-- begin Available records --
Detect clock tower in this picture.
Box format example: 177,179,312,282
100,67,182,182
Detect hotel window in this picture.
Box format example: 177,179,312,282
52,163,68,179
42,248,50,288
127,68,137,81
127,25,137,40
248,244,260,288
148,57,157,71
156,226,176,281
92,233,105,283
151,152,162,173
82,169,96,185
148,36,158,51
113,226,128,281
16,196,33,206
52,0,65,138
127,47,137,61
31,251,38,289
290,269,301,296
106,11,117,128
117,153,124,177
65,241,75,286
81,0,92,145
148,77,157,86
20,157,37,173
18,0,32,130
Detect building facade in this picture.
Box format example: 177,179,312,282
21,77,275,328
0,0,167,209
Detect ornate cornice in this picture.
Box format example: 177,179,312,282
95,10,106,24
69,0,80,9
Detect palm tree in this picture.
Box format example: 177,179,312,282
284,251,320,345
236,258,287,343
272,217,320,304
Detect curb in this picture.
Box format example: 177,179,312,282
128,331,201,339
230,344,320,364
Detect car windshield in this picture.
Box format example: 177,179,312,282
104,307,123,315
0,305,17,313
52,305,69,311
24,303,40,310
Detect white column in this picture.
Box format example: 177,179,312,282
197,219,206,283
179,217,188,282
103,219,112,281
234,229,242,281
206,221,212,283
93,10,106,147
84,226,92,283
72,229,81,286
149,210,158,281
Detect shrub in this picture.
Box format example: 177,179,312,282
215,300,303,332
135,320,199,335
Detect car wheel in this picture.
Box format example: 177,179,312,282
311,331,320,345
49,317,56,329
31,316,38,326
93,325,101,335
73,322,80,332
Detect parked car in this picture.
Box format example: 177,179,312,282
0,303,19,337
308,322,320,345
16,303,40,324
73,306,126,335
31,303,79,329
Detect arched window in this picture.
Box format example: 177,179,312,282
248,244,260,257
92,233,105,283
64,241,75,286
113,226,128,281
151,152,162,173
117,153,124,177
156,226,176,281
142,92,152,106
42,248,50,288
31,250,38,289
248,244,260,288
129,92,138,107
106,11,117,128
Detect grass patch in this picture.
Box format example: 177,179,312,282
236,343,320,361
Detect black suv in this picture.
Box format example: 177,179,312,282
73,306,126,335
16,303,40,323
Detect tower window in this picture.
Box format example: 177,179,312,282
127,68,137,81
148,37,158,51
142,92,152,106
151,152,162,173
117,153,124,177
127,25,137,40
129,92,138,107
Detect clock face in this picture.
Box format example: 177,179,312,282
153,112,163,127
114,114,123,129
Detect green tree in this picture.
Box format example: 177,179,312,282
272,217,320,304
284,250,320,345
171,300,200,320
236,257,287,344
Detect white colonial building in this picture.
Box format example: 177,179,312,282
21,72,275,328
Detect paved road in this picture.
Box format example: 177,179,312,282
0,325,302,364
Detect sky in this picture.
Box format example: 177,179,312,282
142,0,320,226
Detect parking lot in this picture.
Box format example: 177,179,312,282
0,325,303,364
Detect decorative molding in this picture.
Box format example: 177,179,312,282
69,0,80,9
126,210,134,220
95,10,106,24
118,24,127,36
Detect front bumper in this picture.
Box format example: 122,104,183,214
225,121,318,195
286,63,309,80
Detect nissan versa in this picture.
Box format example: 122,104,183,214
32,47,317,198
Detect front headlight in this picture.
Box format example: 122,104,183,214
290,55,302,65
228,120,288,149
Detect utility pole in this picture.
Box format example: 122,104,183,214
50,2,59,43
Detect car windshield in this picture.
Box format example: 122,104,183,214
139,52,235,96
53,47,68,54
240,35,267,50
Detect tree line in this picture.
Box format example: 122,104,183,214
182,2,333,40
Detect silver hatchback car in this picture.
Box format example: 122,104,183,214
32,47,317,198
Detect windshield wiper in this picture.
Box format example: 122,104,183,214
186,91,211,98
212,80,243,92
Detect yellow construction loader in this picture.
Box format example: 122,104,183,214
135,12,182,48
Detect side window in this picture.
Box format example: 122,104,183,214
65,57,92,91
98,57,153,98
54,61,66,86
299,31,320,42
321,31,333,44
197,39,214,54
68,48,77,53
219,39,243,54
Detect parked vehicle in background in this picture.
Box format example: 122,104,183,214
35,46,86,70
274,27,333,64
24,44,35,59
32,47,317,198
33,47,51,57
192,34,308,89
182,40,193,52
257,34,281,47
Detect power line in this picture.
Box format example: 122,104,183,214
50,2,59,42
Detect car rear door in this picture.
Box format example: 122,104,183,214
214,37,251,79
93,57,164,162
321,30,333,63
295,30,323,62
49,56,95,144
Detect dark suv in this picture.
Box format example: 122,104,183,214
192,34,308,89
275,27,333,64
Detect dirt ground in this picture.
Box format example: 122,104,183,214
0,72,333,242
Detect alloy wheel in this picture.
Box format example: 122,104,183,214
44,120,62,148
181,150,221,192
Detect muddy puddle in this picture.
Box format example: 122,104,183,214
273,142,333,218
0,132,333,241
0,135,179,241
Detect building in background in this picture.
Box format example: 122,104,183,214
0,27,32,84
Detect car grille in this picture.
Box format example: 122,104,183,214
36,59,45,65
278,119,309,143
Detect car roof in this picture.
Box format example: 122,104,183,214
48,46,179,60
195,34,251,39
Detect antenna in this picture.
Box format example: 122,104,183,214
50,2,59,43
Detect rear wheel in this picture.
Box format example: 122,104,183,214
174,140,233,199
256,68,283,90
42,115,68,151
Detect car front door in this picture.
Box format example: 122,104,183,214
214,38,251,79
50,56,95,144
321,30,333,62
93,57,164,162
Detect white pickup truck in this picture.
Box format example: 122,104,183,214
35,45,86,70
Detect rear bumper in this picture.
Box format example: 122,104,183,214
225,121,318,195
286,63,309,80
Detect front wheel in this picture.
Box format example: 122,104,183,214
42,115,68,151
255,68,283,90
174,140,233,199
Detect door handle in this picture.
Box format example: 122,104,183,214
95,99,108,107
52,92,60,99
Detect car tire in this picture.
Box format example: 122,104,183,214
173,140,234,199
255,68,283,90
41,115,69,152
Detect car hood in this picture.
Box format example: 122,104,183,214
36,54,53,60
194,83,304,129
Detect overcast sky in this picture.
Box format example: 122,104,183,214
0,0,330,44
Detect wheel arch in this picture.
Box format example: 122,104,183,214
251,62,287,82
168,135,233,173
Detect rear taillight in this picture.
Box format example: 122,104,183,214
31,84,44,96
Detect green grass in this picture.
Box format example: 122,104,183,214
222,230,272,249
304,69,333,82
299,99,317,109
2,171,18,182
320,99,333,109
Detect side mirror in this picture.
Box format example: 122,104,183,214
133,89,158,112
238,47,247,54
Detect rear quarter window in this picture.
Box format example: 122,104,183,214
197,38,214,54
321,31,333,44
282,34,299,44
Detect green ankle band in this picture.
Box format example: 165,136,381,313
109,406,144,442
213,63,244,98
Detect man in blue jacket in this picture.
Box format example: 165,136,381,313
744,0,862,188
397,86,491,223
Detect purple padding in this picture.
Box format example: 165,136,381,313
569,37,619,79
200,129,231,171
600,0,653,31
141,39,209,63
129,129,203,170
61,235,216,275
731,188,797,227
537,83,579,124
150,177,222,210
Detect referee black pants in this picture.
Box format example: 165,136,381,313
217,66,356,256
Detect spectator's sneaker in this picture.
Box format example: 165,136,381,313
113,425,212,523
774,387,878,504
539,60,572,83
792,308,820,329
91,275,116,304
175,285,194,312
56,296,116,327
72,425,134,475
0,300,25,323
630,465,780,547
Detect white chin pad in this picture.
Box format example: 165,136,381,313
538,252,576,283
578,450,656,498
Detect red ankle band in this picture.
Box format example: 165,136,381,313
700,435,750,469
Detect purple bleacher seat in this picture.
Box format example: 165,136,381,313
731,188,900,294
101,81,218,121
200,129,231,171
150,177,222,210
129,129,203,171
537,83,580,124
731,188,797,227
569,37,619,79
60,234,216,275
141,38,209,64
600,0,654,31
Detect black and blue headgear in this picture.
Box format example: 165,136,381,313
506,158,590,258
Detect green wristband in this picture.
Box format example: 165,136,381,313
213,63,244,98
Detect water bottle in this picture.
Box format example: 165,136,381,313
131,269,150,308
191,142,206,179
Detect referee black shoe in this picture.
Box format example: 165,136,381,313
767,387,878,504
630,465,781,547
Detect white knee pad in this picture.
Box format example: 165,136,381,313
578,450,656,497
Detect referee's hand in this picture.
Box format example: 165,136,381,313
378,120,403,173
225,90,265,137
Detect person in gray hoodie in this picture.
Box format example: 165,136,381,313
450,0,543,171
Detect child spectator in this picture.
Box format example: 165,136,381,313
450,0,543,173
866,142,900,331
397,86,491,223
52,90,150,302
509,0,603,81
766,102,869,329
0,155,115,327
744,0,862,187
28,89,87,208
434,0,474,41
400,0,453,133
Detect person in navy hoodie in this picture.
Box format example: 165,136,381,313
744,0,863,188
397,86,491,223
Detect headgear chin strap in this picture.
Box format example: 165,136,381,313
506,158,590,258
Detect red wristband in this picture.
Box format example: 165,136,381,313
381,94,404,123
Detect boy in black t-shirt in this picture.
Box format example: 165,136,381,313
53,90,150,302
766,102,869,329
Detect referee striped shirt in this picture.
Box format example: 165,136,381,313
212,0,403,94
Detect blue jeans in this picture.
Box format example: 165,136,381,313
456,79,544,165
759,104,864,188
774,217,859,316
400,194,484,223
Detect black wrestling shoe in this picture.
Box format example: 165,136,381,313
-- end Available records --
Extract every line from the one with "Detect child spectator in this picture." down to the final line above, both included, exactly as written.

Detect child spectator in this picture.
Box format example: 165,136,381,313
450,0,543,173
866,142,900,331
397,86,491,223
52,90,150,302
509,0,603,81
766,102,869,329
0,155,115,327
744,0,862,187
28,89,87,208
434,0,474,41
400,0,453,133
Detect person in navy hoodie in this picture.
Box format example: 165,136,381,313
744,0,863,188
397,86,491,223
Detect headgear chin strap in this picture.
Box format example: 165,136,381,313
506,158,590,258
Detect red wristband in this picture.
Box format example: 165,136,381,313
381,94,404,123
Detect boy in black t-shirt in this picture.
Box format example: 165,136,381,313
53,90,150,302
766,102,869,329
Detect referee striped shirt in this picture.
Box format example: 165,136,381,313
212,0,403,94
Detect blue jeans in this picture.
Box format example: 165,136,381,313
456,79,544,165
759,104,864,188
774,217,859,316
400,194,484,223
Detect black wrestling shoe in this picture.
Box format example: 165,136,381,313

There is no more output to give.